• EXERCISE: Copy out each line below exactly as it appears.
============
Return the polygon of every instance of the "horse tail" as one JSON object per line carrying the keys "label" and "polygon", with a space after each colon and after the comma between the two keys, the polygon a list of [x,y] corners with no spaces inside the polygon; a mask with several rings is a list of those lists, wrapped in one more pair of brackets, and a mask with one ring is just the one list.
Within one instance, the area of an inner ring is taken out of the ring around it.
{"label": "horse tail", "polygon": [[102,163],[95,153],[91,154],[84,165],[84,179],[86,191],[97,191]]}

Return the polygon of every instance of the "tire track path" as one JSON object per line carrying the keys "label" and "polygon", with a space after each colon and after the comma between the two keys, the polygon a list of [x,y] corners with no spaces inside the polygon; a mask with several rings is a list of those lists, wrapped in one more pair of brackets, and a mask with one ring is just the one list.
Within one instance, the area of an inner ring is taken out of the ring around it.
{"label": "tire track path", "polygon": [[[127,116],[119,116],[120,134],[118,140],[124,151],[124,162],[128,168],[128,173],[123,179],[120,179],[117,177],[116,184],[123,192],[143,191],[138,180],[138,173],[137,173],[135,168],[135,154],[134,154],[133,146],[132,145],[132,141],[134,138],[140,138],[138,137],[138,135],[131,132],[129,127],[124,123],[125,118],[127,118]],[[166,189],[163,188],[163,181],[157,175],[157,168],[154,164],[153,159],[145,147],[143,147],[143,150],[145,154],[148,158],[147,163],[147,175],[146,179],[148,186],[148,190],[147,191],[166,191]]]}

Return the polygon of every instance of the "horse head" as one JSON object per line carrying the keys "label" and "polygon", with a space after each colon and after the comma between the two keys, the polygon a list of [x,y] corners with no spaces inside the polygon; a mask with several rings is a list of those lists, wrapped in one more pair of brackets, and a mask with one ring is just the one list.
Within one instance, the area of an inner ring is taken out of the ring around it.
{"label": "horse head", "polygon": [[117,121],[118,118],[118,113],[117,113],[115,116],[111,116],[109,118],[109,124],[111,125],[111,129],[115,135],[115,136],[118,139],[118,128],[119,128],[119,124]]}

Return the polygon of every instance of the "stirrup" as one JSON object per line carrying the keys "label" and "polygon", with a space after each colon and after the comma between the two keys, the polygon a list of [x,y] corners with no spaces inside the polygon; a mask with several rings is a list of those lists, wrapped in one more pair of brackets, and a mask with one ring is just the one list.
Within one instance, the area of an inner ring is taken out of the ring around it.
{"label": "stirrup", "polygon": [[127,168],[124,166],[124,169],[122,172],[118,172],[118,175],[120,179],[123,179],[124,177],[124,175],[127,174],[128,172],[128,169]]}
============
• TASK OUTPUT:
Return the polygon of every instance of the "horse tail" as one JSON object per line carrying the keys "label" and "polygon", with a space after each colon and after the comma between the two keys, the polygon a list of [x,y] corners with no spaces inside the polygon; a mask with several rings is a list of those lists, wrapped in one more pair of brackets, and a mask with one ring is just the one list.
Within one instance, the area of an inner ring is taken out of the ring around it.
{"label": "horse tail", "polygon": [[102,163],[95,153],[91,154],[84,165],[84,179],[86,191],[97,191]]}

Return the polygon of every instance of the "tire track path" as one JSON object per line carrying the keys "label" and "polygon", with a space after each colon and after the comma between the two keys, the polygon a list of [x,y] corners with no spaces inside the polygon; a mask with several rings is a list of those lists, wrapped in one more pair of brackets, and a mask with one ring is just the one list.
Within one instance, the area of an inner ring is taken out of the ring around it.
{"label": "tire track path", "polygon": [[[127,116],[119,116],[120,134],[118,140],[124,151],[124,162],[128,168],[128,173],[123,179],[120,179],[117,177],[116,184],[123,192],[143,191],[138,180],[138,173],[137,173],[135,168],[135,154],[134,154],[133,146],[132,145],[132,141],[134,138],[140,138],[138,137],[138,135],[131,132],[129,127],[124,123],[125,118],[127,118]],[[166,189],[163,188],[163,181],[157,175],[157,168],[154,164],[153,159],[145,147],[143,147],[143,150],[145,154],[148,158],[147,163],[147,175],[146,179],[148,186],[148,190],[147,191],[166,191]]]}

Return the polygon of every instance of the "horse head" as one JSON object per line carrying the keys "label" and "polygon", with a space after each colon and after the comma between the two keys, the polygon a list of [x,y] corners with no spaces inside the polygon; a mask with several rings is a list of those lists, wrapped in one more pair of brackets, and a mask with one ring is just the one list.
Within one instance, the area of an inner ring is taken out of the ring around it.
{"label": "horse head", "polygon": [[117,121],[118,118],[118,113],[117,113],[115,116],[111,116],[109,118],[109,124],[111,125],[111,129],[115,135],[115,136],[118,139],[118,128],[119,128],[119,124]]}

Return the polygon of every instance of the "stirrup" as one JSON object per line carrying the keys "label" and "polygon", with a space after each colon and after the comma between the two keys, the polygon a list of [x,y] corners with no spaces inside the polygon; a mask with several rings is a list of those lists, wrapped in one more pair of brackets, and a mask with one ring is just the one list.
Within one instance, the area of an inner ring is taken out of the ring around it.
{"label": "stirrup", "polygon": [[127,168],[124,166],[124,169],[122,172],[118,172],[118,175],[120,179],[123,179],[124,177],[124,175],[127,174],[128,172],[128,169]]}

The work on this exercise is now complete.